### Page extract

2
votes

We have got 3 kafka brokers and topic with 40 partitions and replication factor set to 1. After uncontrolled kafka broker shutdown for some partition we see that it wasn't possible to elect new leader (see logs below). Eventually we cannot read from the topic. Please advise, if it is possible to survive such kind of crash without changing replication factor to bigger than 1.

We want to have a consistent state of our target database (created on the base on events from kafka topic) so we have also set parameter unclean.leader.election.enable to false.

Partition info after crash:

extenr-topic:1:882091242
extenr-topic:19:882091615
extenr-topic:28:882092273
Error: partition 18 does not have a leader. Skip getting offsets
Error: partition 27 does not have a leader. Skip getting offsets
Error: partition 36 does not have a leader. Skip getting offsets

Exception from kafka broker:

2017-10-09 05:56:50,302 ERROR state.change.logger: Controller 236 epoch 267 initiated state change for partition [extenr-topic,15] from OfflinePartition to OnlinePartition failed
kafka.common.NoReplicaOnlineException: No broker in ISR for partition [extenr-topic,15] is alive. Live brokers are: [Set(236, 237)], ISR brokers are: [235]
at kafka.controller.OfflinePartitionLeaderSelector.selectLeader(PartitionLeaderSelector.scala:66)
at kafka.controller.PartitionStateMachine.electLeaderForPartition(PartitionStateMachine.scala:342)
at kafka.controller.PartitionStateMachine.kafka$controller$PartitionStateMachine$$handleStateChange(PartitionStateMachine.scala:203)
at kafka.controller.PartitionStateMachine$$anonfun$triggerOnlinePartitionStateChange$3.apply(PartitionStateMachine.scala:118)
at kafka.controller.PartitionStateMachine$$anonfun$triggerOnlinePartitionStateChange$3.apply(PartitionStateMachine.scala:115)
at scala.collection.TraversableLike$WithFilter$$anonfun$foreach$1.apply(TraversableLike.scala:733)
at scala.collection.mutable.HashMap$$anonfun$foreach$1.apply(HashMap.scala:99)
at scala.collection.mutable.HashMap$$anonfun$foreach$1.apply(HashMap.scala:99)

There are also following errors in logs

2017-10-09 04:11:25,509 ERROR state.change.logger: Broker 235 received LeaderAndIsrRequest with correlation id 1 from controller 236 epoch 267 for partition [extenr-topic,36] but cannot become follower since the new leader -1 is unavailable.
1

1 Answers

2
votes

Partitions that have 1 as replication.factor will become Offline when their leader crashes/shuts down as there are no other available replicas to take over.

If availablility is important to you, I suggest increasing the replication factor. Recommended configs [1] for high availability is replication.factor set to 3 and min.insync.replicas set to 2.

1: http://kafka.apache.org/documentation/#brokerconfigs

######
### Dataset content

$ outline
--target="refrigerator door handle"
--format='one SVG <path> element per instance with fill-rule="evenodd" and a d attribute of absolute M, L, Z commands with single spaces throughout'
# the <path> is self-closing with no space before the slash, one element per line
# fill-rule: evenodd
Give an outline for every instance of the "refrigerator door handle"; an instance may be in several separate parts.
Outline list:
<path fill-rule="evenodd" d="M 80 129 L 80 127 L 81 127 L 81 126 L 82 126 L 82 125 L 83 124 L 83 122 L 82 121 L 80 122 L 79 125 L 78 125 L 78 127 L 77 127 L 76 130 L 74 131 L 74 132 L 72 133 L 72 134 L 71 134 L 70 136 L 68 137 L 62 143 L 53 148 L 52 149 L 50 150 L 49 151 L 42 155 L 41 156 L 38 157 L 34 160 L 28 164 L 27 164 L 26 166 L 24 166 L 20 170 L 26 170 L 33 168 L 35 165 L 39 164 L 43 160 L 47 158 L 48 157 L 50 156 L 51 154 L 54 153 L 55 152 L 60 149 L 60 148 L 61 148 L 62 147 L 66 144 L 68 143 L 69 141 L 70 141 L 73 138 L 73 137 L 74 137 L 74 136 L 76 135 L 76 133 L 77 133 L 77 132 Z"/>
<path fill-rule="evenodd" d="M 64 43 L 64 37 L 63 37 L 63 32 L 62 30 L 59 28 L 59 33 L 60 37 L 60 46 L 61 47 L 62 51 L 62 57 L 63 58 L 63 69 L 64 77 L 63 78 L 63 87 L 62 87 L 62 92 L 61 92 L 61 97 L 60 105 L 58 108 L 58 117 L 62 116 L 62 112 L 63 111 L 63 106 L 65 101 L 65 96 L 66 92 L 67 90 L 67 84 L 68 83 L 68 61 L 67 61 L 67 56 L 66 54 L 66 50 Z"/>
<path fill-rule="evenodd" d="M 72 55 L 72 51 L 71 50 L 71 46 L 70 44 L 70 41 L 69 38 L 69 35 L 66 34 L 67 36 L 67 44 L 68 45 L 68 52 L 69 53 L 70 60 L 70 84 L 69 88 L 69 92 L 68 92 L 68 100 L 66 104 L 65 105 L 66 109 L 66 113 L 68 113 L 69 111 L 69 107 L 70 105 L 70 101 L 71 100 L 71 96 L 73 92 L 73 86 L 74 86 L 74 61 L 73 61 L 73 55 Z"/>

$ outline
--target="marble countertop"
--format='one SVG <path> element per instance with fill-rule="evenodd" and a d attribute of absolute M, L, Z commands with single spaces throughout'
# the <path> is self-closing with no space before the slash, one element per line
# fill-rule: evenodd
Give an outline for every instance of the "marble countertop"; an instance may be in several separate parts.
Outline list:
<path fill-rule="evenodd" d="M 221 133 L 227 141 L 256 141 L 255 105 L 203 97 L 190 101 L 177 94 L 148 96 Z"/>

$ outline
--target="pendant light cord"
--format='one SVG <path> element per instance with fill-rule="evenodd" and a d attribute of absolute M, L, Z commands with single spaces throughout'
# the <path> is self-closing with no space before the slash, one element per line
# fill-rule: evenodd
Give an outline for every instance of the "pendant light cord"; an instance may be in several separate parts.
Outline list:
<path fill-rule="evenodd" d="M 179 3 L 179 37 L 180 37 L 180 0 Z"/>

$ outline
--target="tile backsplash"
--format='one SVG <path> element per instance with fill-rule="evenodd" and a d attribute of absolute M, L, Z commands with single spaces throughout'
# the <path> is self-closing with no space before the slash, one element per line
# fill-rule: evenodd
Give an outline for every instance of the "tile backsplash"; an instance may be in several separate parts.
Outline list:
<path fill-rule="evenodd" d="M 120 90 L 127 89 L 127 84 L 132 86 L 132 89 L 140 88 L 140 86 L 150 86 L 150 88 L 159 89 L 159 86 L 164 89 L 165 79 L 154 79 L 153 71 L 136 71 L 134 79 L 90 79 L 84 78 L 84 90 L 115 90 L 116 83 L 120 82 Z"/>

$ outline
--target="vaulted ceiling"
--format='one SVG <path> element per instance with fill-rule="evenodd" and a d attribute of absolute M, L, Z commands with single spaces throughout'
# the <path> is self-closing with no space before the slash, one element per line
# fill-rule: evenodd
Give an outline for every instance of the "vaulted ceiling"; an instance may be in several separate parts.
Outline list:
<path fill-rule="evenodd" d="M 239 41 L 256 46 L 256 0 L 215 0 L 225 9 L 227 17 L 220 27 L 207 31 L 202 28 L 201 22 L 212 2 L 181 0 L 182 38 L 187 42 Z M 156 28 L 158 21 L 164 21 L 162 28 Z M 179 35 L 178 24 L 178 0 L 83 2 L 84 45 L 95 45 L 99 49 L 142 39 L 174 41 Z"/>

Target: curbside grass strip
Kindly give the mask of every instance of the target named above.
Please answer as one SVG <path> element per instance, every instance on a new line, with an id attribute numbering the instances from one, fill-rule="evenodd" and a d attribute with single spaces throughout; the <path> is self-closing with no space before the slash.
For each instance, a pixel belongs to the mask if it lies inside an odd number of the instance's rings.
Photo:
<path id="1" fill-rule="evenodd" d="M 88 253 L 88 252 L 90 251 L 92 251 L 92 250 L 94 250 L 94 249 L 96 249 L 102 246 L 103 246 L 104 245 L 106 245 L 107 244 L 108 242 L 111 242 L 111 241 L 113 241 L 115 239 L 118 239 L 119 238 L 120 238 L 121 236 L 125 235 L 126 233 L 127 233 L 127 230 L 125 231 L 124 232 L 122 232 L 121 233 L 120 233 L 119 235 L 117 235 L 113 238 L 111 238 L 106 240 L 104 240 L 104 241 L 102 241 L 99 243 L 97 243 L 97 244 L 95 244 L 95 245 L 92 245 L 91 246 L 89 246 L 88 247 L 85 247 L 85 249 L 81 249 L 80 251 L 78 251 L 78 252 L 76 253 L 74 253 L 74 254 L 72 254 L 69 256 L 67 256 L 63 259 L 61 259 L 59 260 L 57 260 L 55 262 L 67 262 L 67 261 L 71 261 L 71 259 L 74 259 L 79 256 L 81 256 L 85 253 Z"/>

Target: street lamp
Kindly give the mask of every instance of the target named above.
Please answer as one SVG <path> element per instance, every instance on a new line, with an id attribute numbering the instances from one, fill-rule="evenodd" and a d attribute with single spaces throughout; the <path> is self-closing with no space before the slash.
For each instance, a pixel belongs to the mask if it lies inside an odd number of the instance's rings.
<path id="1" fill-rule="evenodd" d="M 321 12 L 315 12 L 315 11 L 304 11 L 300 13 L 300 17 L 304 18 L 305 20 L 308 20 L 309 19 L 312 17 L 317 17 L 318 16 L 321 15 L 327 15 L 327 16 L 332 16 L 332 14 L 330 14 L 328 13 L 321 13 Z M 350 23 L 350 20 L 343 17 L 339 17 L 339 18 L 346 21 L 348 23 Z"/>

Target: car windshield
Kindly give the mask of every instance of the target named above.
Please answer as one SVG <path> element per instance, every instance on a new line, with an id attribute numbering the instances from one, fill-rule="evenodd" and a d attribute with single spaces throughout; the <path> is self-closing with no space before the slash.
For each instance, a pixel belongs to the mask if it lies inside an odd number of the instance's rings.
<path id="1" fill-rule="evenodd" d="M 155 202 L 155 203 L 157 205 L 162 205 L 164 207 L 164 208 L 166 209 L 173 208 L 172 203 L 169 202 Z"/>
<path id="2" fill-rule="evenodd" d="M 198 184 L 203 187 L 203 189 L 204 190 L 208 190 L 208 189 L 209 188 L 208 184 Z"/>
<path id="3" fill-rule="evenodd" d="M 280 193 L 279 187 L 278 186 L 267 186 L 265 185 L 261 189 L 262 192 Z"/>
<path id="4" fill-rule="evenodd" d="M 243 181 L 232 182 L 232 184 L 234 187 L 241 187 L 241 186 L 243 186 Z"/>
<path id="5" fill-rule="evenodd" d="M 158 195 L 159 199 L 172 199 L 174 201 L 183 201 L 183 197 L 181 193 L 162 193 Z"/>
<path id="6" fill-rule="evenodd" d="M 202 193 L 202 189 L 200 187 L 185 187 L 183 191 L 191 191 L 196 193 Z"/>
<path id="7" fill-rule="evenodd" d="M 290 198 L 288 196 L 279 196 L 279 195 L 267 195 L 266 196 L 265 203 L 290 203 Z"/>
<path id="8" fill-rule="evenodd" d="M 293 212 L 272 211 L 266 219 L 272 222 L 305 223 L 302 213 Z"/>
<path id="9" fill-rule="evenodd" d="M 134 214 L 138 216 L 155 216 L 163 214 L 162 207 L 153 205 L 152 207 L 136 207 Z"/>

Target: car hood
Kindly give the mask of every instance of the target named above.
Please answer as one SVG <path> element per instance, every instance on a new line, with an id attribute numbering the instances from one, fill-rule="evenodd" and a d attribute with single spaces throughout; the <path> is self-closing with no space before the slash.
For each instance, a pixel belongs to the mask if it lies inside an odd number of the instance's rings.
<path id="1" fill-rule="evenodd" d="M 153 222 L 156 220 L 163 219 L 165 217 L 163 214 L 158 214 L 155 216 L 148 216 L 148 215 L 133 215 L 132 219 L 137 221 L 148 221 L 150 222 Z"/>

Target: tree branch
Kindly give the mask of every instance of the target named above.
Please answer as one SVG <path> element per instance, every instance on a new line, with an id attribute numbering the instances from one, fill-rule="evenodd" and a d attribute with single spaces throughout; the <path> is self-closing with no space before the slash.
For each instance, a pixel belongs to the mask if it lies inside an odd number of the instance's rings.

######

*To-do list*.
A) Translate this sentence from the Kafka broker thread into Spanish: "We have got 3 kafka brokers and topic with 40 partitions and replication factor set to 1."
B) Answer these questions from the Kafka broker thread:
(i) How many partitions does the topic have?
(ii) Which parameter did the poster set to false?
(iii) What value does the reply recommend for min.insync.replicas?
C) In the Kafka broker thread, list every partition number that appears in a line reading "Error: partition ... does not have a leader."

*Solutions below*.
A) Tenemos 3 brokers de Kafka y un tópico con 40 particiones y el factor de replicación configurado en 1.

B)
(i) 40
(ii) unclean.leader.election.enable
(iii) 2

C) 18, 27, 36